Exercise requirements:
A) In the report on the FDA panel's review of exa-cel, how long is the post-approval follow-up study that Vertex and CRISPR proposed?
B) Decide whether each statement agrees with the report on the FDA panel's review of exa-cel: (i) the committee found that Vertex had sufficiently shown the safety of exa-cel; (ii) the pivotal trial submitted in the application was a Phase II trial only; (iii) Scot Wolfe is a professor at UMass Chan Medical School. Answer yes or no for each, and quote the deciding words.
C) Resume the report on the FDA panel's review of exa-cel from the point where it stops.

[Document excerpt — start]

Washington DC – The FDA’s Cellular, Tissue, and Gene Therapies Advisory Committee agreed that Vertex Pharmaceuticals had sufficiently demonstrated the safety of its investigational sickle cell disease gene-edited therapy exagamglogene autotemcel (exa-cel).
Still, the panel of external experts did indicate that Vertex and its partner CRISPR Therapeutics could follow treated patients and assess them specifically for potential off-target effects. The companies can implement this in their post-approval, long-term follow-up program, the adcomm concluded.
In their regulatory application, Vertex and CRISPR provided data from a pivotal Phase I/II/III trial and bolstered these up with long-term safety and efficacy results from a follow-up study. The partners have also proposed a 15-year post-approval follow-up study using a registry to monitor patients treated with exa-cel.
“We want to be careful to not let the perfect be the enemy of the good,” Scot Wolfe, professor at the Department of Molecular, Cell and Cancer Biology at UMass Chan Medical School and an adcomm member, said during Tuesday’s meeting.

[Document excerpt — finish]
[Available data — start]

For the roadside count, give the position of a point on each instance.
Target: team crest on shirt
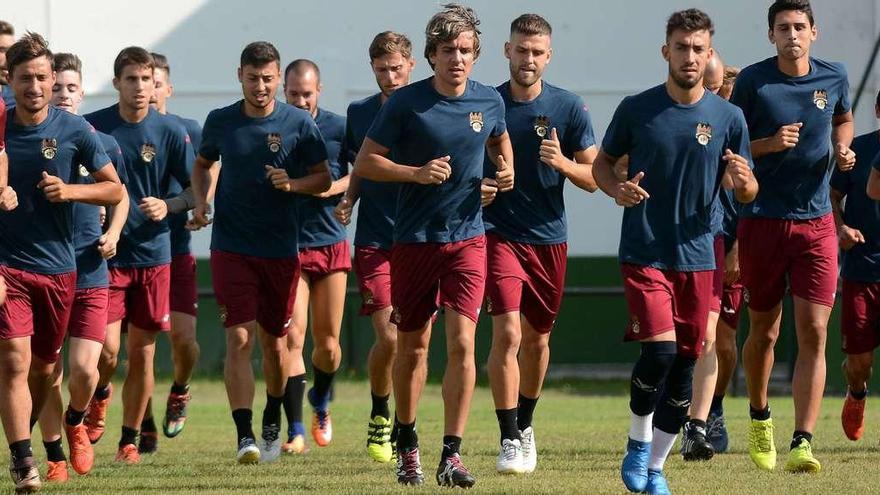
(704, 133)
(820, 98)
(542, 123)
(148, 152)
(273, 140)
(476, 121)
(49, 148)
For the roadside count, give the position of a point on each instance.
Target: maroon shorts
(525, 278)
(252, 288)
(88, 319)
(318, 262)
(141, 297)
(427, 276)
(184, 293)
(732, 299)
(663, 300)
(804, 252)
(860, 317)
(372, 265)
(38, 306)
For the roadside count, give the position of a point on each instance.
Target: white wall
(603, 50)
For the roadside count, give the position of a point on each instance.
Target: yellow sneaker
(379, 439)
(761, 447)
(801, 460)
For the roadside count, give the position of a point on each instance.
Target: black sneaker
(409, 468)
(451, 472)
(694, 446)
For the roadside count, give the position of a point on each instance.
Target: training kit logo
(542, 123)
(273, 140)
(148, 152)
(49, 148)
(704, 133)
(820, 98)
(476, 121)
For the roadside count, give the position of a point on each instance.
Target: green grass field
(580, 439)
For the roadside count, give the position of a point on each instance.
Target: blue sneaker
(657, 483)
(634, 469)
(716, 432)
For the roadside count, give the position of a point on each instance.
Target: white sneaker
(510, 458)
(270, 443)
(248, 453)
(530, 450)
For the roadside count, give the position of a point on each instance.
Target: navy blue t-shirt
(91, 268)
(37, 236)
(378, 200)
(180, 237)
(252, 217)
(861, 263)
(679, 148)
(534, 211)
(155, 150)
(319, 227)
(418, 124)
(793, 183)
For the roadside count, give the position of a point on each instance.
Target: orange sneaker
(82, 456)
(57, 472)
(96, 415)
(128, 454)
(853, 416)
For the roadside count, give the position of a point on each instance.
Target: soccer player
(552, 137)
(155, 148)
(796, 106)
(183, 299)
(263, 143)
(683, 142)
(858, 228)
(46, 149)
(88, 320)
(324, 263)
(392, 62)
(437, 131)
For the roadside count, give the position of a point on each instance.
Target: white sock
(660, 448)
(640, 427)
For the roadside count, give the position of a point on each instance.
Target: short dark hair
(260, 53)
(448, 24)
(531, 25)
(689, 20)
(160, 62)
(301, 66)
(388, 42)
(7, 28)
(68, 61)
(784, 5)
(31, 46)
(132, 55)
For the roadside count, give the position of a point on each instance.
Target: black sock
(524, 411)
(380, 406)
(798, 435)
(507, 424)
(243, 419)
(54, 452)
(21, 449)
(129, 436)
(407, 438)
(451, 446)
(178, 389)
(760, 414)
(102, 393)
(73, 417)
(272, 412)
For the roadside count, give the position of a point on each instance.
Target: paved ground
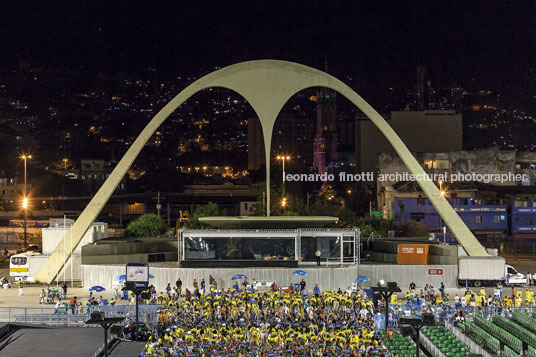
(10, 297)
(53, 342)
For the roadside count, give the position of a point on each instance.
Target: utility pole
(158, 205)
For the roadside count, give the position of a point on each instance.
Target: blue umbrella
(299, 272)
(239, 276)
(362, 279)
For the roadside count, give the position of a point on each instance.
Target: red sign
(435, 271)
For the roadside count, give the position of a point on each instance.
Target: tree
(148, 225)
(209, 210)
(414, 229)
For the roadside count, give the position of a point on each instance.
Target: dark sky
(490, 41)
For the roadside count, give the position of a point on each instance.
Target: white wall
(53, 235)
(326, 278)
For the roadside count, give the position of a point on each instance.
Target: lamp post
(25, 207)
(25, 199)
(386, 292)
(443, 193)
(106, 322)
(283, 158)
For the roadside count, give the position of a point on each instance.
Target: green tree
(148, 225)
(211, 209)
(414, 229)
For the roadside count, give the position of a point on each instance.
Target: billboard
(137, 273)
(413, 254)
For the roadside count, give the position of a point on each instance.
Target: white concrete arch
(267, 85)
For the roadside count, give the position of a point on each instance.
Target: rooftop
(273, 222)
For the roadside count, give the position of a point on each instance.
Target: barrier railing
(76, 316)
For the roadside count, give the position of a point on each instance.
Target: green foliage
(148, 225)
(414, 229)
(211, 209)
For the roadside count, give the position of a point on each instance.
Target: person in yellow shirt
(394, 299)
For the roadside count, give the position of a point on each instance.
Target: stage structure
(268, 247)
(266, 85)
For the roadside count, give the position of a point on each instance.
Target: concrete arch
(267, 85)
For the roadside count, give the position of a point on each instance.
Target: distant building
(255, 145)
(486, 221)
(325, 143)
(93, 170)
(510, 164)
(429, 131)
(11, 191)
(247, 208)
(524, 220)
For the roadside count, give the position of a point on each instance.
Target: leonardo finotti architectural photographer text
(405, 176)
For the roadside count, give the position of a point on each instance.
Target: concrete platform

[Available data — finish]

Your written answers:
A) 15 years, using a registry to monitor patients treated with exa-cel.

B)
(i) Yes: "agreed that Vertex Pharmaceuticals had sufficiently demonstrated the safety of its investigational sickle cell disease gene-edited therapy"
(ii) No: "a pivotal Phase I/II/III trial"
(iii) Yes: "professor at the Department of Molecular, Cell and Cancer Biology at UMass Chan Medical School"

C)
“Right now, I feel that you can do a lot of in-depth analysis … and you want to do as good a job as you possibly can, but at some point, you have to just try things out in patients and I think in this case, there’s a huge unmet need for individuals with sickle cell disease.”
Unlike the typical adcomm meeting, Tuesday’s session did not focus on the efficacy of exa-cel nor did the panel weigh its benefits against its risks. Instead, the advisers had been instructed to specifically discuss whether Vertex and CRISPR had conducted a sufficiently thorough analysis of the potential off-target effects of exa-cel.
In a briefing document published ahead of the Tuesday meeting, FDA staff said that Vertex and CRISPR’s in silico methods to spot these possible unintended edits leveraged “insufficient sequencing data” as a reference, which in turn might “impede the identification of relevant variants contributing to off-target editing.”
Specifically, the regulator raised concerns that the reference databases used to predict these off-target edits may not be representative of the sickle cell disease (SCD) population.
Vertex and CRISPR are seeking the FDA’s approval for exa-cel, an autologous and ex vivo gene therapy that leverages a patient’s own stem cells—genetically edited using the CRISPR/Cas9 system—to induce high production levels of fetal hemoglobin.
If approved, exa-cel could become the “first genetic therapy available to approximately 20,000 people with severe SCD in the U.S.,” according to CRISPR’s news release on Tuesday announcing the conclusion of the adcomm meeting. The FDA is set to release its decision on exa-cel by Dec. 8.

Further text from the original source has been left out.